▶ _Your instructions_:
Rewrite the part of the listing that opens with the line containing "mask job: saucer" and closes with the line containing "186), (34, 187)]]" as a Markdown table with the columns Row and Line, one row per line and no blank lines.

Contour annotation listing
###

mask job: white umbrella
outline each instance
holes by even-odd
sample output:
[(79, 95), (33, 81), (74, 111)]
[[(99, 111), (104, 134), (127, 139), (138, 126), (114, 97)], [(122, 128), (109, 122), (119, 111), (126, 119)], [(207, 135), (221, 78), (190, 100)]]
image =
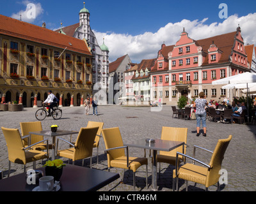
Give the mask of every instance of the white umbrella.
[(213, 81), (212, 85), (228, 84), (241, 84), (256, 82), (256, 73), (252, 72), (244, 72), (241, 74), (219, 79)]
[[(244, 93), (247, 92), (247, 90), (244, 89), (242, 91)], [(249, 92), (250, 94), (256, 94), (256, 85), (252, 87), (249, 89)]]
[(256, 83), (243, 83), (243, 84), (230, 84), (223, 85), (221, 88), (223, 89), (247, 89), (247, 85), (248, 88), (251, 88), (256, 85)]
[(248, 83), (255, 83), (256, 82), (256, 73), (252, 72), (244, 72), (241, 74), (233, 75), (227, 78), (223, 78), (218, 80), (213, 81), (212, 82), (212, 85), (217, 84), (246, 84), (247, 89), (247, 117), (248, 121), (249, 121), (249, 106), (248, 106)]

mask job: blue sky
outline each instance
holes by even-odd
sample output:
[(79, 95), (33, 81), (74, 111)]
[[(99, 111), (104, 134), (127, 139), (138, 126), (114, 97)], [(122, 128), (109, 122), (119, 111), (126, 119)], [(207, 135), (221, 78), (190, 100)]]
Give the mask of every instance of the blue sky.
[[(41, 26), (45, 22), (48, 29), (54, 29), (61, 22), (63, 26), (77, 23), (83, 2), (1, 0), (0, 14), (19, 19), (20, 11), (25, 11), (27, 4), (32, 3), (36, 6), (36, 17), (29, 22)], [(221, 3), (227, 5), (227, 18), (219, 17)], [(163, 41), (166, 45), (175, 44), (182, 27), (191, 38), (199, 40), (234, 31), (240, 23), (246, 43), (256, 44), (255, 37), (250, 34), (256, 33), (254, 0), (88, 0), (85, 7), (100, 45), (105, 38), (111, 61), (126, 54), (137, 62), (155, 57)], [(23, 15), (22, 20), (26, 21)]]

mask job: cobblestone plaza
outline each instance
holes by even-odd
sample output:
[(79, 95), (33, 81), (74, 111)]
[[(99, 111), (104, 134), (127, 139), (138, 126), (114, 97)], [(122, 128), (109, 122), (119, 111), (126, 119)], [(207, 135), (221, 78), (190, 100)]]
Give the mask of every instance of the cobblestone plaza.
[[(229, 135), (232, 139), (225, 154), (222, 168), (227, 172), (227, 184), (220, 186), (222, 191), (254, 191), (256, 190), (256, 175), (255, 170), (256, 147), (256, 126), (239, 124), (222, 124), (207, 120), (207, 136), (202, 134), (196, 136), (196, 121), (172, 118), (172, 110), (170, 106), (163, 107), (126, 107), (118, 105), (106, 105), (98, 107), (98, 115), (92, 114), (92, 108), (90, 115), (86, 115), (84, 108), (80, 106), (63, 107), (62, 118), (54, 120), (52, 117), (47, 117), (42, 121), (43, 129), (50, 129), (52, 124), (57, 124), (61, 129), (79, 131), (80, 127), (86, 127), (88, 121), (99, 121), (104, 123), (103, 128), (119, 127), (124, 143), (128, 143), (138, 138), (160, 138), (162, 126), (188, 127), (188, 141), (189, 147), (187, 154), (192, 156), (193, 145), (196, 145), (213, 150), (218, 140), (227, 138)], [(37, 108), (25, 108), (22, 112), (0, 112), (0, 126), (9, 128), (20, 129), (20, 122), (36, 121), (35, 113)], [(73, 140), (76, 140), (76, 135)], [(63, 136), (69, 140), (70, 136)], [(2, 131), (0, 131), (0, 170), (3, 172), (4, 179), (7, 177), (8, 168), (8, 150)], [(50, 138), (49, 142), (51, 140)], [(66, 144), (60, 143), (59, 149), (67, 148)], [(105, 145), (103, 138), (100, 140), (99, 162), (97, 164), (96, 149), (93, 150), (93, 167), (104, 171), (107, 170), (107, 156), (104, 154)], [(51, 153), (51, 151), (50, 151)], [(129, 156), (143, 157), (144, 150), (137, 148), (129, 148)], [(209, 163), (211, 155), (198, 150), (196, 158), (204, 163)], [(149, 151), (147, 151), (148, 159), (148, 189), (145, 187), (145, 167), (140, 167), (136, 173), (136, 191), (147, 191), (151, 190), (152, 168)], [(67, 159), (61, 158), (65, 162)], [(188, 162), (190, 162), (188, 161)], [(36, 167), (42, 166), (41, 161), (37, 162)], [(81, 165), (82, 161), (77, 161), (76, 165)], [(84, 168), (90, 166), (90, 159), (86, 159)], [(32, 164), (27, 164), (27, 170), (32, 168)], [(158, 190), (172, 191), (172, 171), (174, 166), (167, 164), (161, 164), (161, 177), (157, 177)], [(158, 171), (158, 170), (157, 170)], [(22, 173), (23, 165), (12, 164), (10, 176)], [(111, 172), (116, 172), (122, 177), (123, 170), (111, 168)], [(205, 187), (195, 183), (188, 182), (189, 191), (204, 191)], [(179, 191), (185, 191), (185, 183), (182, 179), (179, 181)], [(209, 191), (216, 191), (216, 186), (211, 186)], [(106, 191), (106, 187), (100, 191)], [(108, 190), (112, 191), (133, 191), (132, 172), (125, 171), (124, 183), (120, 178), (110, 184)]]

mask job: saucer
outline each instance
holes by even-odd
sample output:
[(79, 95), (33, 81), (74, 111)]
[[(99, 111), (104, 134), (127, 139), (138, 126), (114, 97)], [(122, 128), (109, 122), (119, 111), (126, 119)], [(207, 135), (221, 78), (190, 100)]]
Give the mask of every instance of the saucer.
[[(53, 188), (52, 191), (58, 191), (60, 189), (60, 186), (59, 185), (55, 185), (55, 187)], [(32, 190), (32, 191), (41, 191), (40, 190), (40, 186), (36, 186), (34, 187)]]

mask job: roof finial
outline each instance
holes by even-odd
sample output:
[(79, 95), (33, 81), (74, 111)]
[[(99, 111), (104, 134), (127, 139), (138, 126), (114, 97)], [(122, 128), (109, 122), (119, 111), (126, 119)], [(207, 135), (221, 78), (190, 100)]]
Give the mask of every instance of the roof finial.
[(238, 24), (238, 27), (236, 29), (237, 31), (241, 32), (240, 24)]

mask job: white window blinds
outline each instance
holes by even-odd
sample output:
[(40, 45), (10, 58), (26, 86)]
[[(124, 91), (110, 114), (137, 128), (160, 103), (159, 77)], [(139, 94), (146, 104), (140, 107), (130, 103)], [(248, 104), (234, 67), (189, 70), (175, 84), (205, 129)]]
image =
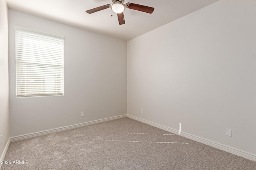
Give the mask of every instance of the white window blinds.
[(63, 37), (16, 31), (16, 96), (63, 95)]

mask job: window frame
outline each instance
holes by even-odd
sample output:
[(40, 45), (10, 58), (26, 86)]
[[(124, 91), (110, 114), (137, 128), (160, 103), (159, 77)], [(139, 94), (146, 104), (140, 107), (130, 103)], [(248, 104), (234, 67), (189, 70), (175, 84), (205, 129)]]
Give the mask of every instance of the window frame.
[[(15, 25), (14, 26), (14, 32), (15, 32), (15, 92), (16, 92), (16, 98), (23, 98), (23, 97), (43, 97), (43, 96), (64, 96), (64, 92), (65, 92), (65, 86), (64, 86), (64, 37), (63, 36), (60, 36), (60, 35), (56, 35), (55, 34), (51, 34), (51, 33), (46, 33), (45, 32), (43, 32), (43, 31), (38, 31), (38, 30), (34, 30), (34, 29), (29, 29), (29, 28), (25, 28), (25, 27), (20, 27), (20, 26), (16, 26), (16, 25)], [(62, 82), (62, 84), (63, 84), (63, 90), (62, 92), (63, 92), (61, 94), (30, 94), (30, 95), (18, 95), (17, 93), (17, 43), (16, 43), (16, 36), (17, 36), (17, 33), (16, 33), (16, 31), (17, 30), (19, 30), (19, 31), (28, 31), (28, 32), (32, 32), (33, 33), (35, 33), (36, 34), (41, 34), (41, 35), (46, 35), (47, 36), (49, 36), (49, 37), (52, 37), (55, 38), (60, 38), (60, 39), (61, 39), (62, 40), (62, 72), (63, 72), (63, 77), (62, 77), (62, 80), (63, 80), (63, 82)], [(39, 65), (39, 64), (38, 64), (38, 65)], [(60, 88), (60, 89), (61, 89), (61, 88)]]

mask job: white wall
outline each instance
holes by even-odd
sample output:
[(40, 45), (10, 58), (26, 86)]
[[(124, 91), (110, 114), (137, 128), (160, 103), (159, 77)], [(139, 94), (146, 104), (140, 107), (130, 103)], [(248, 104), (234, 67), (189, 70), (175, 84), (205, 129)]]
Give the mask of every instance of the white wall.
[(5, 0), (0, 0), (0, 136), (3, 135), (3, 142), (0, 145), (0, 158), (2, 158), (10, 132), (8, 14)]
[(256, 16), (220, 0), (128, 41), (127, 113), (256, 154)]
[[(11, 137), (126, 114), (126, 41), (12, 10), (8, 17)], [(14, 25), (64, 37), (64, 96), (16, 97)]]

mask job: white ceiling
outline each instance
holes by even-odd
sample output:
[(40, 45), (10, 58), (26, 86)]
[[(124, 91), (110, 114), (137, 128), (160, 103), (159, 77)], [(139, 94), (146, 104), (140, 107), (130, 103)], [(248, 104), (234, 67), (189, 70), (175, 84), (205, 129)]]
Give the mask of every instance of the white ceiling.
[[(128, 41), (219, 0), (126, 0), (155, 8), (152, 14), (130, 9), (120, 25), (110, 8), (90, 14), (86, 10), (111, 0), (6, 0), (10, 8)], [(111, 17), (111, 14), (113, 16)]]

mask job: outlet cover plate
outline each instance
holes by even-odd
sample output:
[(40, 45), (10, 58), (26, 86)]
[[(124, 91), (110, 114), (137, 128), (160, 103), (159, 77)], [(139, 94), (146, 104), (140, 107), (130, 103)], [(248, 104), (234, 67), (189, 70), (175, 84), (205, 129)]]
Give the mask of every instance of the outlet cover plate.
[(226, 135), (232, 137), (232, 129), (226, 129)]
[(81, 112), (81, 117), (83, 117), (84, 116), (84, 111), (82, 111)]

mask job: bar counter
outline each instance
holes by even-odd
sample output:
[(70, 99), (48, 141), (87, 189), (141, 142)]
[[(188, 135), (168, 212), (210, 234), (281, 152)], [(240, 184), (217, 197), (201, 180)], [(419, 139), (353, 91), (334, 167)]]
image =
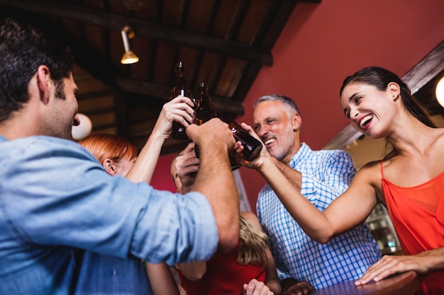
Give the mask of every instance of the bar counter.
[(321, 289), (315, 295), (413, 295), (421, 283), (415, 272), (395, 274), (379, 282), (355, 286), (354, 281), (345, 282)]

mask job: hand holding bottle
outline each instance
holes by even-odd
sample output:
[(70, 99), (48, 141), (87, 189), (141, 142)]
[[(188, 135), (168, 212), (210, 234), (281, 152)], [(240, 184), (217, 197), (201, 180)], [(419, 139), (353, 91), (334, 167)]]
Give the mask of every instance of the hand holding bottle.
[[(172, 132), (174, 122), (184, 128), (193, 123), (194, 103), (189, 98), (179, 96), (163, 105), (152, 134), (159, 134), (166, 139)], [(188, 137), (187, 137), (188, 139)]]
[[(209, 154), (213, 158), (228, 158), (228, 152), (233, 150), (235, 141), (226, 123), (213, 118), (205, 124), (192, 124), (187, 128), (188, 137), (199, 146), (199, 158)], [(222, 155), (220, 153), (223, 153)]]
[[(184, 66), (182, 62), (179, 62), (176, 64), (176, 77), (174, 80), (174, 86), (171, 90), (170, 99), (173, 100), (174, 98), (180, 96), (187, 97), (193, 101), (193, 95), (192, 91), (187, 86)], [(194, 103), (192, 108), (194, 108)], [(187, 124), (184, 125), (183, 122), (181, 124), (181, 121), (174, 121), (172, 122), (172, 137), (179, 140), (187, 140), (188, 137), (185, 132), (185, 128), (187, 126)]]

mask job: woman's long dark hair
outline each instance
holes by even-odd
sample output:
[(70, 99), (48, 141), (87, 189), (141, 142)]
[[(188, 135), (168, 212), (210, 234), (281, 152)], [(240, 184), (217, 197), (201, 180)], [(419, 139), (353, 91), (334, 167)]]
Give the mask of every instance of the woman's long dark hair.
[(385, 91), (390, 82), (394, 82), (401, 88), (401, 98), (409, 112), (423, 124), (431, 127), (436, 127), (427, 110), (421, 106), (418, 100), (411, 95), (410, 89), (397, 75), (385, 69), (378, 66), (368, 66), (360, 69), (344, 80), (340, 88), (339, 96), (343, 94), (345, 86), (350, 83), (360, 82), (375, 86), (379, 91)]

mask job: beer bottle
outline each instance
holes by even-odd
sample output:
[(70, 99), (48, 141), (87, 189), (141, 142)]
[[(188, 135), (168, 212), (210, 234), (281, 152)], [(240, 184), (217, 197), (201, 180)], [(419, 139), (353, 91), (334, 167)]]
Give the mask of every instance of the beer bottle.
[(217, 112), (213, 107), (211, 98), (208, 93), (208, 86), (201, 83), (197, 86), (197, 108), (194, 112), (194, 123), (201, 125), (217, 116)]
[(240, 156), (248, 161), (255, 159), (262, 149), (262, 144), (240, 127), (234, 120), (228, 116), (220, 116), (221, 120), (228, 125), (233, 131), (236, 141), (240, 141), (243, 151)]
[[(179, 62), (176, 64), (176, 78), (174, 86), (171, 90), (170, 99), (174, 99), (179, 95), (186, 96), (193, 100), (192, 91), (187, 86), (184, 66), (182, 62)], [(185, 127), (176, 121), (172, 122), (172, 134), (174, 139), (189, 139), (187, 132), (185, 132)]]

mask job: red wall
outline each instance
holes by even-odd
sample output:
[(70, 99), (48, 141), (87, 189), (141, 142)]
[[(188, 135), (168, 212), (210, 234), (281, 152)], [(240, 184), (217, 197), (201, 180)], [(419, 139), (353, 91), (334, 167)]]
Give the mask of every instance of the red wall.
[[(284, 94), (301, 110), (302, 141), (321, 149), (348, 124), (338, 102), (344, 78), (370, 65), (404, 76), (444, 40), (443, 16), (443, 0), (298, 4), (273, 48), (273, 66), (262, 69), (244, 101), (245, 115), (236, 121), (252, 123), (258, 97)], [(173, 156), (160, 159), (155, 187), (175, 191), (169, 172)], [(240, 171), (254, 210), (265, 182), (256, 171)]]

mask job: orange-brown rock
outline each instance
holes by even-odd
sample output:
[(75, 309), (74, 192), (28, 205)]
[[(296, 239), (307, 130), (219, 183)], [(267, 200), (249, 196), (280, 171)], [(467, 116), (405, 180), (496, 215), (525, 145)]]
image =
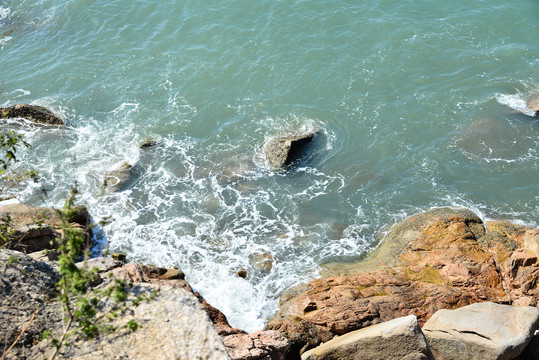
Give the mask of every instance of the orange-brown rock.
[(284, 295), (267, 328), (291, 340), (293, 358), (335, 335), (397, 317), (416, 315), (423, 324), (440, 309), (476, 302), (535, 304), (537, 254), (523, 247), (539, 248), (539, 230), (509, 223), (492, 229), (485, 232), (466, 209), (411, 216), (390, 229), (371, 258), (328, 265), (324, 272), (333, 276)]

###

▶ _Complete answer_:
| Row | Line |
|---|---|
| 1 | mask job: saucer |
| 2 | outline each instance |
| 3 | holes by even-odd |
| 4 | sample output: |
| 5 | [(79, 95), (33, 81), (74, 111)] |
| 6 | [[(99, 111), (104, 134), (127, 139), (138, 126), (114, 97)], [(122, 128), (109, 122), (119, 111), (126, 119)], [(207, 135), (221, 78), (190, 100)]] |
| 7 | Give the mask of every instance of the saucer. |
| 8 | [[(53, 188), (52, 191), (58, 191), (60, 189), (60, 186), (59, 185), (55, 185), (55, 187)], [(32, 190), (32, 191), (41, 191), (40, 190), (40, 186), (36, 186), (34, 187)]] |